§ **TASK BRIEF**: Reproduce, word for word, the part of the items below that opens with the line containing "[segment] pyramid mound" and closes with the line containing "Mark the region of every instance of the pyramid", including both of those lines.

§ **GIVEN DATA**:
::::

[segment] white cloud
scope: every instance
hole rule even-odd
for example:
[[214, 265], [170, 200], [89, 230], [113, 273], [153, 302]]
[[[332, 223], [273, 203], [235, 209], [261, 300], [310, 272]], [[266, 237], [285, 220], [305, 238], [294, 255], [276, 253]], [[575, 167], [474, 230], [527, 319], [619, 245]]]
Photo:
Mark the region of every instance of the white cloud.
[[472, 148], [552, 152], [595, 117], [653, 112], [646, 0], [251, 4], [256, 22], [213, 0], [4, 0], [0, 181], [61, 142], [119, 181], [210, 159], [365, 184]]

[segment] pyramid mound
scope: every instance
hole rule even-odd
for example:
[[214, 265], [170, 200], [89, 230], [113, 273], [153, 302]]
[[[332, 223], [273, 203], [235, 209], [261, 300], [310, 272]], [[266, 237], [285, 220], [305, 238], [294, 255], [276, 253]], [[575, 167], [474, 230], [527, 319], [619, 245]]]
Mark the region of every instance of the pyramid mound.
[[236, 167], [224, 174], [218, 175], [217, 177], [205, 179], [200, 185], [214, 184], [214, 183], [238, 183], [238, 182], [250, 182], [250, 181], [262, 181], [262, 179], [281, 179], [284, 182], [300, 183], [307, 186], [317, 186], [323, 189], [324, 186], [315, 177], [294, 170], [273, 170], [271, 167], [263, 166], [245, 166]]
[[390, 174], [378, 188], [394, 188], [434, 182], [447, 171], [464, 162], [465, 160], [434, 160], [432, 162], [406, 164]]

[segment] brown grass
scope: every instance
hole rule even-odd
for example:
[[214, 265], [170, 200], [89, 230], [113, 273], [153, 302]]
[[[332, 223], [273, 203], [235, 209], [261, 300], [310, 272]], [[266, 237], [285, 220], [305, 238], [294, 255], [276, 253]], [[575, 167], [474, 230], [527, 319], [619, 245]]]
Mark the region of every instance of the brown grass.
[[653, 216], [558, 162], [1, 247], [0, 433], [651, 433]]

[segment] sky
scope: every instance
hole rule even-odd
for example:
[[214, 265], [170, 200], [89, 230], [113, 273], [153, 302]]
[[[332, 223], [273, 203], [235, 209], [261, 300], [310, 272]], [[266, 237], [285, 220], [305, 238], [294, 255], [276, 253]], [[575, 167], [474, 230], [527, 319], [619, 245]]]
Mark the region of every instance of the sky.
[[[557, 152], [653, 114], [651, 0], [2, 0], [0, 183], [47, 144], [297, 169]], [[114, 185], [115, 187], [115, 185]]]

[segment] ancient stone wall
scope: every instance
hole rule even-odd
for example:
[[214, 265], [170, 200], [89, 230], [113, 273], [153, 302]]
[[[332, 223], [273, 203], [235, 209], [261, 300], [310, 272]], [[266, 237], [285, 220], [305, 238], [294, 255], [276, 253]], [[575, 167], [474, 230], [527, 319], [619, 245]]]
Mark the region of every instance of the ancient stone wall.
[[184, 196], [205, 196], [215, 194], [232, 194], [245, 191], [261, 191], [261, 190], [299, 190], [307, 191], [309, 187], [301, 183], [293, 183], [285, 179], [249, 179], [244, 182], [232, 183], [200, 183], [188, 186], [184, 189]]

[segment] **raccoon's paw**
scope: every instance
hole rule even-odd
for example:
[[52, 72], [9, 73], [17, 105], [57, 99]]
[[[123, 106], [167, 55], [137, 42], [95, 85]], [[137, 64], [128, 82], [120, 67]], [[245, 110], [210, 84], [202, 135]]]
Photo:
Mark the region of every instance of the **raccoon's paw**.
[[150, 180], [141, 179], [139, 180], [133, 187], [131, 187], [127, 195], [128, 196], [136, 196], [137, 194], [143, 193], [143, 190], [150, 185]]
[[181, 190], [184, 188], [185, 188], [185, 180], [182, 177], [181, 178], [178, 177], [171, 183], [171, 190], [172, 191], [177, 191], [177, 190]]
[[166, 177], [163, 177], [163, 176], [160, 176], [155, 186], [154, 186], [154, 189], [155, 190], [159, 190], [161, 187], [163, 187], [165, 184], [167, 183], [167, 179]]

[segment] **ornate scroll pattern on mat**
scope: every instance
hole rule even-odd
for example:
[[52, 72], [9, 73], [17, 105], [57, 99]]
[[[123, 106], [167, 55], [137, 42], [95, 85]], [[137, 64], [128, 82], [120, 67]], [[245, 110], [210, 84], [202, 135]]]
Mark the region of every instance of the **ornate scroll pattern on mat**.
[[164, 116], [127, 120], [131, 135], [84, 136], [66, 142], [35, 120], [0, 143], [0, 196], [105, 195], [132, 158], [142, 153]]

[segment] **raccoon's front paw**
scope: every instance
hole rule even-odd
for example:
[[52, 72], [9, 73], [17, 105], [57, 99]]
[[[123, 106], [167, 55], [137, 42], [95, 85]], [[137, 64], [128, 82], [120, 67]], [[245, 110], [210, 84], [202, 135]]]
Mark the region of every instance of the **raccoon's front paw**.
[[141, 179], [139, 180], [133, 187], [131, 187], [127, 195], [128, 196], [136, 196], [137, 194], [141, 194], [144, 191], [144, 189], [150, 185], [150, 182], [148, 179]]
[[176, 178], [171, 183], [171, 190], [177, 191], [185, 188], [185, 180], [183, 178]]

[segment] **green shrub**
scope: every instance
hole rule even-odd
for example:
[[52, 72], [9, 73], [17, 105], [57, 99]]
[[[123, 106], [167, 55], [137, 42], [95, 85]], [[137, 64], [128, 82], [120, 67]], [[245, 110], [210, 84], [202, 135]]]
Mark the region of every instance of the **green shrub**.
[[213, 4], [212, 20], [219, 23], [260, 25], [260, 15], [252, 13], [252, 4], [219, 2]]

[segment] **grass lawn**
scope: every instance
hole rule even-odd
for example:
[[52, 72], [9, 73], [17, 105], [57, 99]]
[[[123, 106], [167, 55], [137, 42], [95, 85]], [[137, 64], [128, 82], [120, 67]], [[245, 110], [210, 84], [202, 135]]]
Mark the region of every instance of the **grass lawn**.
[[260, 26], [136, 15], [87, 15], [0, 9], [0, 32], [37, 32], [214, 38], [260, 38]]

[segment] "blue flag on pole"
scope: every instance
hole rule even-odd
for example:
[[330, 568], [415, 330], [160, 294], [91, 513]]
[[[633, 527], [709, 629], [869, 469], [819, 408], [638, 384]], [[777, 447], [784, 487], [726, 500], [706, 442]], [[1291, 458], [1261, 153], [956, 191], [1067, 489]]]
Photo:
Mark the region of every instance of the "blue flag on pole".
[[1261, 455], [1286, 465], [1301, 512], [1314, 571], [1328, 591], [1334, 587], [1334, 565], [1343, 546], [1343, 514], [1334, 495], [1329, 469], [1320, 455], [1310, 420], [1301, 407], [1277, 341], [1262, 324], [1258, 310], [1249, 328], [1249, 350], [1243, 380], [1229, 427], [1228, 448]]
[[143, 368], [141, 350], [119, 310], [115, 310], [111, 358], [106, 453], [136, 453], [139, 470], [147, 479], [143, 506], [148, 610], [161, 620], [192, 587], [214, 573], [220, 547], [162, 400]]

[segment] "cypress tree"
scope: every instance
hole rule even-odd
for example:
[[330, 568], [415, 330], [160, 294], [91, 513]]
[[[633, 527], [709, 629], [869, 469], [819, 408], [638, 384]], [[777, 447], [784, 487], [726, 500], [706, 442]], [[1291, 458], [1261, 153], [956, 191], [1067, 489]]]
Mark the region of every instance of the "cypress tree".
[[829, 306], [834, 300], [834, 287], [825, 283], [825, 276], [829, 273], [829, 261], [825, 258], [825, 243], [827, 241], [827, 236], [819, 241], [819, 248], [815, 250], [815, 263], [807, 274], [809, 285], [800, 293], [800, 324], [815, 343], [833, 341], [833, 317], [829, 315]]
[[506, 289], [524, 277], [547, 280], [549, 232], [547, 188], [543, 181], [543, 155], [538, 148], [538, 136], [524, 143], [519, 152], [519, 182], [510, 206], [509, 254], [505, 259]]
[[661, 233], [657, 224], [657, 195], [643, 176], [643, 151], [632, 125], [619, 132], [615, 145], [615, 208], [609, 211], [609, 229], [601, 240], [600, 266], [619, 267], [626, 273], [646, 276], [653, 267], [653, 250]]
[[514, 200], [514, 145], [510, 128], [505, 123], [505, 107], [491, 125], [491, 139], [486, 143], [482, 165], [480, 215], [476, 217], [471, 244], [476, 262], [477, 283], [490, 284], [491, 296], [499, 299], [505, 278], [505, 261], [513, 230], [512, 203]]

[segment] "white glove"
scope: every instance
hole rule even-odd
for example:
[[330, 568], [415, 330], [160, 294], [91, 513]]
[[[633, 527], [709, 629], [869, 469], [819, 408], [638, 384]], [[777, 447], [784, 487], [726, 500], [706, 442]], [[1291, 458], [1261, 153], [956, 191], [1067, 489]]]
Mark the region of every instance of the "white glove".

::::

§ **COMPLETE ANSWER**:
[segment] pyramid mound
scope: every instance
hole rule even-odd
for example:
[[214, 265], [170, 200], [89, 230], [113, 273], [153, 302]]
[[[332, 223], [273, 203], [235, 209], [261, 300], [310, 272]], [[266, 237], [285, 220], [305, 238], [294, 255], [276, 253]], [[575, 167], [474, 230], [527, 319], [619, 245]]]
Mark the region of every instance of the pyramid mound.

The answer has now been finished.